[BEGIN Supplied entries]
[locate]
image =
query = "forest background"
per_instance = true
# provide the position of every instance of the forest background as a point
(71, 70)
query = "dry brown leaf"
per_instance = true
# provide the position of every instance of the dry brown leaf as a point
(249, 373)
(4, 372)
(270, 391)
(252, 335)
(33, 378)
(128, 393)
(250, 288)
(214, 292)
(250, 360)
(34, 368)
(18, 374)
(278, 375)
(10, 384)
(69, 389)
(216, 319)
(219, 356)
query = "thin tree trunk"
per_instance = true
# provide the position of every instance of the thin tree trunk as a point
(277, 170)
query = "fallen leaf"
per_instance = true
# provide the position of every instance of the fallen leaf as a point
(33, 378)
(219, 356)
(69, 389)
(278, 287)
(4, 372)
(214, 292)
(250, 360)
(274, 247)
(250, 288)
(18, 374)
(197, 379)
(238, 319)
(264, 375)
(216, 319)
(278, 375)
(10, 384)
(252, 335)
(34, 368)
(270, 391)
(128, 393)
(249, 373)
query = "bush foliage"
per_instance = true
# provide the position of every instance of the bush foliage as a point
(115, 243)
[END Supplied entries]
**Instructions to follow:** Lay out every line of the rows above as a Markdown table with two columns, Number and Text, and leave out any blank lines.

**Correct response:**
| Number | Text |
|---|---|
| 1 | [locate] |
| 2 | image = |
| 3 | query = "forest background" |
| 4 | per_instance = true |
| 5 | # provide the position of every instance of the forest background as a point |
| 6 | (71, 70) |
| 7 | query = "dry brown leaf" |
| 8 | per_instance = true |
| 9 | # provide the position of every instance of the dry brown leaf as a point |
| 10 | (249, 373) |
| 11 | (4, 372) |
| 12 | (270, 391) |
| 13 | (252, 335) |
| 14 | (33, 378) |
| 15 | (128, 393) |
| 16 | (250, 288) |
| 17 | (214, 292) |
| 18 | (250, 360) |
| 19 | (34, 368) |
| 20 | (18, 374) |
| 21 | (278, 375) |
| 22 | (10, 384) |
| 23 | (69, 389) |
| 24 | (216, 319) |
| 25 | (219, 356) |
| 26 | query = "thin tree trunk" |
| 27 | per_instance = true |
| 28 | # provide the position of every instance of the thin tree trunk as a point |
| 29 | (277, 170) |
| 30 | query = "fallen leaf" |
| 31 | per_instance = true |
| 32 | # provide the position of every instance of the fallen leaf as a point |
| 33 | (33, 378) |
| 34 | (219, 356) |
| 35 | (69, 389) |
| 36 | (278, 287) |
| 37 | (4, 372) |
| 38 | (214, 292) |
| 39 | (250, 360) |
| 40 | (274, 247) |
| 41 | (250, 288) |
| 42 | (18, 374) |
| 43 | (197, 379) |
| 44 | (238, 319) |
| 45 | (264, 375) |
| 46 | (216, 319) |
| 47 | (278, 375) |
| 48 | (10, 384) |
| 49 | (252, 335) |
| 50 | (34, 368) |
| 51 | (270, 391) |
| 52 | (128, 393) |
| 53 | (249, 373) |
| 54 | query = "bush foliage" |
| 55 | per_instance = true |
| 56 | # provide the position of every instance of the bush foliage as a point |
| 57 | (115, 243) |